EXERCISE> Reproduce each of the following items word for word.

Extracted items
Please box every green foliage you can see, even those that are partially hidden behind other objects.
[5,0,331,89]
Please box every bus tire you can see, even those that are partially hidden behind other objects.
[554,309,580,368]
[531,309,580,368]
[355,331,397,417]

SOLUTION TO THIS TASK>
Please box every green foliage you can see, even those that are partially hidden behind other objects.
[5,0,331,89]
Please box every bus tire you can see, even those that are partially hidden behind other objects.
[554,309,580,368]
[531,309,580,368]
[355,331,397,417]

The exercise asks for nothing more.